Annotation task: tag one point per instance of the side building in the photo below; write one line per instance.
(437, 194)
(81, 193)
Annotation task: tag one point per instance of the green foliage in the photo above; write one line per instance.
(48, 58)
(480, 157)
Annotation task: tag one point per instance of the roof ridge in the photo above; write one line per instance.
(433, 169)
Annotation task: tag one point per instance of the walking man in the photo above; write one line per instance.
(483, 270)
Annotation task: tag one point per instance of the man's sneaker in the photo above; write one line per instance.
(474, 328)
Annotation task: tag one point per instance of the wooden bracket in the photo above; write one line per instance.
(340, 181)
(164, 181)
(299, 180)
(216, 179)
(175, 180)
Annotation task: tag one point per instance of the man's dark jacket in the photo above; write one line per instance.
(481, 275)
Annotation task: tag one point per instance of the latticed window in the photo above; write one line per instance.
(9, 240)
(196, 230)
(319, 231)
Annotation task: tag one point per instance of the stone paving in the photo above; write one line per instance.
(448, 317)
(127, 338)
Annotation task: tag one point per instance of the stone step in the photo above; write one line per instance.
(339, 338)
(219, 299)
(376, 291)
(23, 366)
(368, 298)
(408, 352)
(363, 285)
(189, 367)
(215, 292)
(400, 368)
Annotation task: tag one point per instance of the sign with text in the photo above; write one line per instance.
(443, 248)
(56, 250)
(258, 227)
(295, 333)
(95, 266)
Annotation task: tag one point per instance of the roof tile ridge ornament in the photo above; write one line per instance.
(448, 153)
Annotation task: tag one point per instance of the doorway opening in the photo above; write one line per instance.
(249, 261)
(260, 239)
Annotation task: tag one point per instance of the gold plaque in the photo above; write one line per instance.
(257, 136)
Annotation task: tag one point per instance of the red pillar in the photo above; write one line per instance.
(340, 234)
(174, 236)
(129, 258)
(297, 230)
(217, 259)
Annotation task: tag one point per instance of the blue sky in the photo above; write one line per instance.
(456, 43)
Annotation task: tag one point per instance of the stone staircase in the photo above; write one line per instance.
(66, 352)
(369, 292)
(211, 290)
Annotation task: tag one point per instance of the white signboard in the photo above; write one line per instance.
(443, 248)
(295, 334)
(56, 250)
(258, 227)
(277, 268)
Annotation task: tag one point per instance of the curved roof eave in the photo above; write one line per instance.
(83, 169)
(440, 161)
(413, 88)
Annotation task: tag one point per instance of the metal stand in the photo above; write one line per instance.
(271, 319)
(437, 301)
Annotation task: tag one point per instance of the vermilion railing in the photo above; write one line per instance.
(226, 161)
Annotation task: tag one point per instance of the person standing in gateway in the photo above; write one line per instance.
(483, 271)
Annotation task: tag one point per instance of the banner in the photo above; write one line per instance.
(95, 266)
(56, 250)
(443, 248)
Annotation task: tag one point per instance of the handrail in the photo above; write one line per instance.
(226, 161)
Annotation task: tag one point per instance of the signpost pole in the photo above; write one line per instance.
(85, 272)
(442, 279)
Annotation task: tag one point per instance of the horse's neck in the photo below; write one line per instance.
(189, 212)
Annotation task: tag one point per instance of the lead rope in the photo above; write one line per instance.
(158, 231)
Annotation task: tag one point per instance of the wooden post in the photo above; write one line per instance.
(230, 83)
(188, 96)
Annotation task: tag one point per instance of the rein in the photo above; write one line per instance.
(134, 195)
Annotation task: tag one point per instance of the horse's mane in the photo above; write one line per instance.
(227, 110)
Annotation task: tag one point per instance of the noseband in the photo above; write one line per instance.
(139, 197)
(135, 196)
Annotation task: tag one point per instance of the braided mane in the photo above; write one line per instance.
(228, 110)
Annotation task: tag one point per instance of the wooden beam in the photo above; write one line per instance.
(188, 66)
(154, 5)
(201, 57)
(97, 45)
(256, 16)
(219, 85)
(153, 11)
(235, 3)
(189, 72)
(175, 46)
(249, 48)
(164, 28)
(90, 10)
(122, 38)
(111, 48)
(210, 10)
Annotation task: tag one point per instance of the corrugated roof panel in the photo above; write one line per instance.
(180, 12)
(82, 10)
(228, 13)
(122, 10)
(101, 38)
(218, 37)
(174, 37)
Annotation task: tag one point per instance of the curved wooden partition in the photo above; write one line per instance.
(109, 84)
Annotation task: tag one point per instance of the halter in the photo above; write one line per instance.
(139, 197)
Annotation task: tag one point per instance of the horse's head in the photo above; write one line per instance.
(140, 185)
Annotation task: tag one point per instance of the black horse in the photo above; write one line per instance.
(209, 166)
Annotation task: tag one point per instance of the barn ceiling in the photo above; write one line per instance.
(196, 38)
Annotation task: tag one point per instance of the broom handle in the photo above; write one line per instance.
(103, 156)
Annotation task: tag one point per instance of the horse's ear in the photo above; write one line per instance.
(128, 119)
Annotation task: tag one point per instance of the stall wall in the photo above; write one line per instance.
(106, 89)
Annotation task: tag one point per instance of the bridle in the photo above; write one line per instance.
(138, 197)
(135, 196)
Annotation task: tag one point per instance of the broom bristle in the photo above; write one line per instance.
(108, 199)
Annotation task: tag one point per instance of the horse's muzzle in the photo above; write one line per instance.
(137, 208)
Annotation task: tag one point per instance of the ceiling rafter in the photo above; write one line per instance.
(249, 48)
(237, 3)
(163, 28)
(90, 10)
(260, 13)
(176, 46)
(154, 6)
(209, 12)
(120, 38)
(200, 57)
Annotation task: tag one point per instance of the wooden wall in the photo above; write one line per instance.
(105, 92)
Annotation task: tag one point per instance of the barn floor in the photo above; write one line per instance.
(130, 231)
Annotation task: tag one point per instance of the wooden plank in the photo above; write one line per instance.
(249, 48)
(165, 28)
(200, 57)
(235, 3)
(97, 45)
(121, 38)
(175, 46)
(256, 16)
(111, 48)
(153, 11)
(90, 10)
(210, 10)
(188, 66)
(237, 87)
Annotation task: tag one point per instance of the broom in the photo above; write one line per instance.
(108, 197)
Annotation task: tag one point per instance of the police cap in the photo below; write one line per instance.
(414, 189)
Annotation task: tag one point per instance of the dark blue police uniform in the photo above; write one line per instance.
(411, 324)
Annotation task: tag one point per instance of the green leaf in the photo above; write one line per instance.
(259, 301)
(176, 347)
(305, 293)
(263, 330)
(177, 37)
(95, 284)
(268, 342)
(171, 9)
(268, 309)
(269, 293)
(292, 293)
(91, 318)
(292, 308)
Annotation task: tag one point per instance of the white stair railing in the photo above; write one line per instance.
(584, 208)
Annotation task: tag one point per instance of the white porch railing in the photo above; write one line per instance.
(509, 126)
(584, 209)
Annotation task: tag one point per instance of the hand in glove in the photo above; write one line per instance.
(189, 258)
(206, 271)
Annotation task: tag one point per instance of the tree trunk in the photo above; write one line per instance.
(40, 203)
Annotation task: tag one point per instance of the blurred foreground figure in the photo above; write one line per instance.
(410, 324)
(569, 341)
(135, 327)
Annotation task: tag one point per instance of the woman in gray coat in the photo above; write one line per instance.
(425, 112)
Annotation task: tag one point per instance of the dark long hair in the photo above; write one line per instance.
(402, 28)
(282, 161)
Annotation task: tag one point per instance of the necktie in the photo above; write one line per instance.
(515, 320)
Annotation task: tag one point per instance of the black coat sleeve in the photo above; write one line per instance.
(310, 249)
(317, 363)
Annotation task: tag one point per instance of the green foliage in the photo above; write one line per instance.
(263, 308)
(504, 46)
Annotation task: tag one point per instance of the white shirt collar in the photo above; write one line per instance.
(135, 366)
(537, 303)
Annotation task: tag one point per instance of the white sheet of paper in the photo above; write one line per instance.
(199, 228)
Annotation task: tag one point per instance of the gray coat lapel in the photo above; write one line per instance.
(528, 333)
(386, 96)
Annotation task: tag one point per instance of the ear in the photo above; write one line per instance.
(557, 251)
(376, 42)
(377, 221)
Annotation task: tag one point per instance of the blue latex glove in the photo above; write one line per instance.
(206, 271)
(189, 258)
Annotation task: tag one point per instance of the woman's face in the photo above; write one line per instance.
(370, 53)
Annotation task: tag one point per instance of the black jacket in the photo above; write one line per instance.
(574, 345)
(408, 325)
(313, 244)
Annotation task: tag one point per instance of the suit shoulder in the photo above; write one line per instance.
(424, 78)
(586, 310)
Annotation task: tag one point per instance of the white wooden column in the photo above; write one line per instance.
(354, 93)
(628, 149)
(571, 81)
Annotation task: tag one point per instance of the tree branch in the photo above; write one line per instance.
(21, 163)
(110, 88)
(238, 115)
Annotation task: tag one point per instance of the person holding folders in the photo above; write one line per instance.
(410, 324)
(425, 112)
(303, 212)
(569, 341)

---

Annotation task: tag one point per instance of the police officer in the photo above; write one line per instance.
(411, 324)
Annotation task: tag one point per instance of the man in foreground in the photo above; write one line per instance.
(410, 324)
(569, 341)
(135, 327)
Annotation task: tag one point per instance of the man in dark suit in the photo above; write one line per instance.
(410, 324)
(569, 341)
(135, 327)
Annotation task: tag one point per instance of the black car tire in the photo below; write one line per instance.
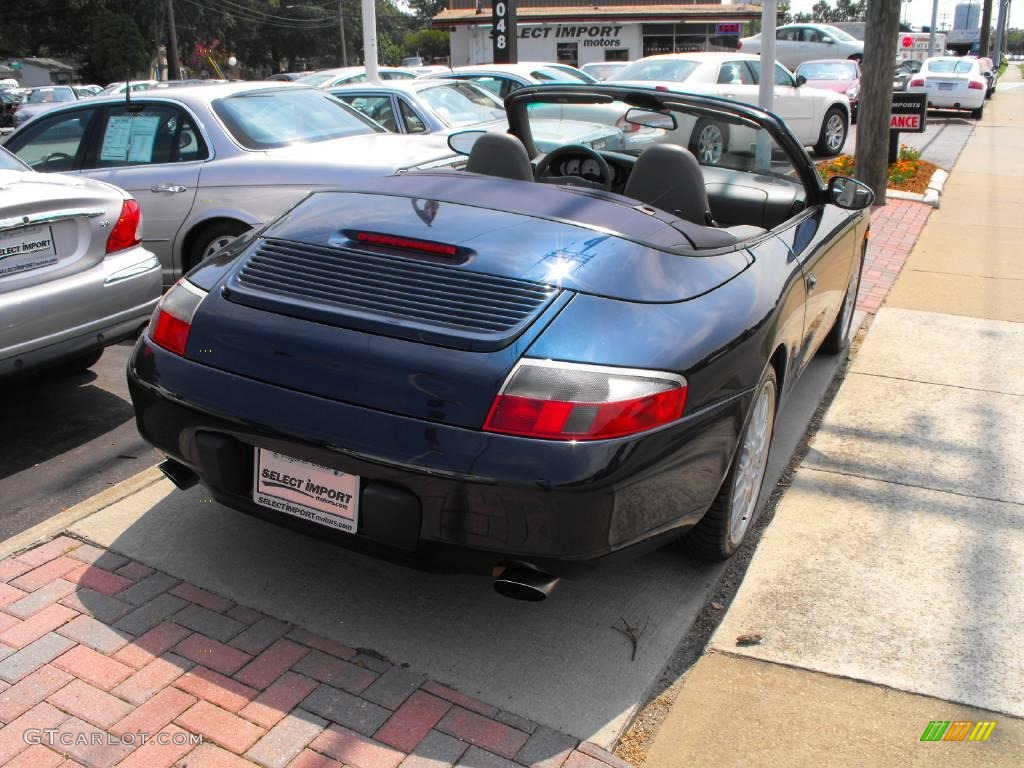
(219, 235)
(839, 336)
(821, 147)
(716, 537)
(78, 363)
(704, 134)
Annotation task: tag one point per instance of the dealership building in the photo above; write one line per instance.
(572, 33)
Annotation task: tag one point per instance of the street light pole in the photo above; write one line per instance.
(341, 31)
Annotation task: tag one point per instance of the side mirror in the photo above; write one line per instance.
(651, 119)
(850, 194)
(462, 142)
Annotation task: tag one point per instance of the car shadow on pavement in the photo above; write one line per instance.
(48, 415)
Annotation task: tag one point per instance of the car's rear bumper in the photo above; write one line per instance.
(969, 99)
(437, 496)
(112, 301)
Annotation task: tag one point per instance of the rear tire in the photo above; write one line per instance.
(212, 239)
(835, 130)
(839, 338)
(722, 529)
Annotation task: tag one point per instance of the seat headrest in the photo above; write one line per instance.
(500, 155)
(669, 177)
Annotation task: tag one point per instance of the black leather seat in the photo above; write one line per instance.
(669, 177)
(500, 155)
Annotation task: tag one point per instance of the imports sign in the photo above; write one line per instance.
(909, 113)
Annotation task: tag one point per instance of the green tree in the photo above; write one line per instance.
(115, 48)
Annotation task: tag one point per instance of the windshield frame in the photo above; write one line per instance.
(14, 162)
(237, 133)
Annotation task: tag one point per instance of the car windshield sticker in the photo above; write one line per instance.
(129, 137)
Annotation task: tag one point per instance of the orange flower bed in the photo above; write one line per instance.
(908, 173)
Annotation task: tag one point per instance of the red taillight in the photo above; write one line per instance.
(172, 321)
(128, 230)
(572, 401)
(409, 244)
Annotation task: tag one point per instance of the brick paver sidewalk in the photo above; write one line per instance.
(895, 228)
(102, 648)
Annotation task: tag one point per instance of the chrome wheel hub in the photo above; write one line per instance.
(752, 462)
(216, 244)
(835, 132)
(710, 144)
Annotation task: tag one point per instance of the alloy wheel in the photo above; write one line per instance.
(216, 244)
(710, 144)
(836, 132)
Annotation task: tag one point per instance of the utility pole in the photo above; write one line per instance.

▶ [Work required]:
There is a line with "Annotation task: tag one point per instance of the rear" and a line with "Annotation task: tag one point per instance of the utility" above. Copy exactly those two lines and all lines between them, with nothing else.

▶ [Result for this exercise]:
Annotation task: tag one point per instance of the rear tire in the photo above; write one line per instance.
(212, 239)
(835, 130)
(839, 338)
(722, 529)
Annotation task: tag one point per instance of the seat headrest in the photo above; write one line per instance.
(500, 155)
(669, 177)
Annotation task: tag one point per instance of the black leather seat in the photo above; write one line per instance.
(669, 177)
(500, 155)
Annotation task: tag one point per instance of the imports sign in the photo above; write one line per instance.
(909, 113)
Annotation task: tag one point per instance of the green tree in the photo above; write one line per instance.
(115, 48)
Annotation task: tag one point per instance of the windshield frame in the photo above; write one line per instance.
(14, 162)
(237, 133)
Annotation task: tag one point per instance of the car windshield sticker in the photo above; write one line per instance.
(129, 137)
Annotation task: tag one point per instance of the orange flower bed in the photo above; write one line per instance.
(908, 173)
Annotation task: tag one point per instance of the red taillight in the photo above; write one line per instance.
(172, 321)
(128, 230)
(572, 401)
(409, 244)
Annotation task: tag one point per instance of the brick paver sidewalk in the photo above; write one line per instance.
(895, 228)
(102, 648)
Annotation task: tag one point per instance of the chrome wheel hub in the photo above; write one line per instance.
(752, 462)
(216, 244)
(835, 132)
(710, 144)
Annotation task: tag one point per instance of the alloy wheel in the photo above; write one line per instance.
(216, 244)
(710, 144)
(836, 132)
Annotation task: tag one point per instance of the utility pole in the photo above; write one line per instance.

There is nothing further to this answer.